[START]

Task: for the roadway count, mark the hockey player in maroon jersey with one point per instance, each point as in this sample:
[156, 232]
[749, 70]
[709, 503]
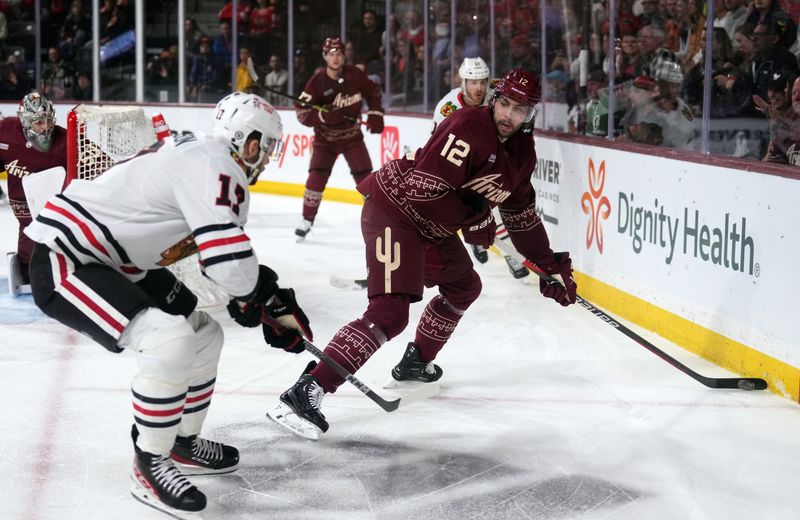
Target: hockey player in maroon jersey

[END]

Output the lines above in full and exactly as given, omitting any pictures.

Task: for the roadway count, mark the hockey player in maroon jersey with one point per instance, each point as in this sample:
[156, 232]
[749, 70]
[709, 503]
Target: hockey player in maroon jersey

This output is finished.